YOUR INSTRUCTIONS -> Would you please repeat the data that follows, exactly as it reads?

MATERIAL FOR THIS TASK ->
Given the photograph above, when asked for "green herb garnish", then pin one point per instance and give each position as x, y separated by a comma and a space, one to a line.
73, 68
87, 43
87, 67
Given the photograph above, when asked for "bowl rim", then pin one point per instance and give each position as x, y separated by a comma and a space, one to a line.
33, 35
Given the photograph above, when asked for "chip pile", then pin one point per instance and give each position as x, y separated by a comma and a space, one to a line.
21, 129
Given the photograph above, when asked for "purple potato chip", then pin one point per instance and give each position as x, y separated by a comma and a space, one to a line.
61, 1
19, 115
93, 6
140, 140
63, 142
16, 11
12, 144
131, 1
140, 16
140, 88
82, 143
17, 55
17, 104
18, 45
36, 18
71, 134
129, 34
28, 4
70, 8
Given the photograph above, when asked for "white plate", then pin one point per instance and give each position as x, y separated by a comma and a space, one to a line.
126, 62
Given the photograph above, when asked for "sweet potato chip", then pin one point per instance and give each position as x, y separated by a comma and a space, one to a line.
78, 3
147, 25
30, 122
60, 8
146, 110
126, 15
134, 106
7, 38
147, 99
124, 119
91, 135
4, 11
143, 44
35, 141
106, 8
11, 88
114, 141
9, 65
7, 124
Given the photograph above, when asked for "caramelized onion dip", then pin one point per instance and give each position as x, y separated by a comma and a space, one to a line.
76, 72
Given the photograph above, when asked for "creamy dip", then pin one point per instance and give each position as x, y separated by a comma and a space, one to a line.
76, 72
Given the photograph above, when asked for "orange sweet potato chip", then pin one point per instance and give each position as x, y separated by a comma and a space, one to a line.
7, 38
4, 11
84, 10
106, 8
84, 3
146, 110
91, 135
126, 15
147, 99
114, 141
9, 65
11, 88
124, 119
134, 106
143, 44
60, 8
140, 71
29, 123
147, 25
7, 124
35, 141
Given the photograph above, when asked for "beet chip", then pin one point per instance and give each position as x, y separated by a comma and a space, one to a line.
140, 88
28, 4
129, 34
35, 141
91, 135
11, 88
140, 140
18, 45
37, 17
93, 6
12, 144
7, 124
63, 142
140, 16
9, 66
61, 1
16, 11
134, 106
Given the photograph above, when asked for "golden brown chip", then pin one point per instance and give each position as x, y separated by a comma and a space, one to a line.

FINAL ANSWER ->
Given the photograph above, when asked for "green herb garnish", then pin one point per instance and give each position as x, y separated by a comma and a space, one to a line.
73, 68
87, 43
87, 67
Given the photograph above, when asked for "bowl rim", then pin one point per instance and give each position as x, y separated by a comma and a space, one to a line.
33, 35
Given the photograph above, when asked for "chip pile", then pin one point per instance and give each position as x, y separated by a comma and a space, one to a line.
21, 129
Given the photograph above, when asked for "purple potato chip", then pin one point per instance and give each position as x, y separated by a comma and a space, one to a line.
61, 1
19, 115
93, 6
140, 140
63, 142
16, 11
12, 144
131, 1
140, 16
140, 88
82, 143
17, 55
17, 104
18, 45
36, 18
71, 134
129, 34
28, 4
70, 8
Given the photograph above, when asked for "white plate", then pin one point per instance and give each position as x, y separated by a comma and a space, one to a line.
126, 62
Given the photograph above, when asked for "sweet potato chip", then pin one point per instance and give each position as x, y separated by a comma and a space, one to a line.
78, 3
147, 25
30, 122
60, 8
146, 110
126, 15
134, 106
7, 38
147, 99
124, 119
91, 135
4, 11
143, 44
35, 141
106, 8
11, 88
114, 141
9, 65
7, 124
Given the photograph above, when asked for "caramelized onion dip", then pin one point per instance and give each position as x, y separated by a comma and a space, one to a line.
76, 72
Given the photograph above, when asked for "creamy dip", then pin one point per instance and give each position as x, y separated by a comma and a space, one to a line.
76, 72
Given the photograph above, when asked for "orange sweet potato chip", then pin one point per instance and give each position as x, y separated by a comma and a space, one to a line.
7, 38
4, 11
84, 10
106, 8
84, 3
146, 110
91, 135
126, 15
147, 99
114, 141
9, 65
11, 88
124, 119
134, 106
143, 44
60, 8
140, 71
29, 123
147, 25
7, 124
35, 141
Given the photograph above, when asked for "beet chip", then pin one point per instance and give each position as x, y separated by a comma and a space, one to a line.
140, 88
28, 4
129, 34
35, 141
91, 135
11, 88
140, 140
18, 45
37, 17
93, 6
12, 144
7, 124
63, 142
140, 16
9, 66
61, 1
16, 11
134, 106
Given the photograph above, when asked for "golden brown chip", then pin one point per instance and give each position as x, y separated by a comma and a space, one to a line.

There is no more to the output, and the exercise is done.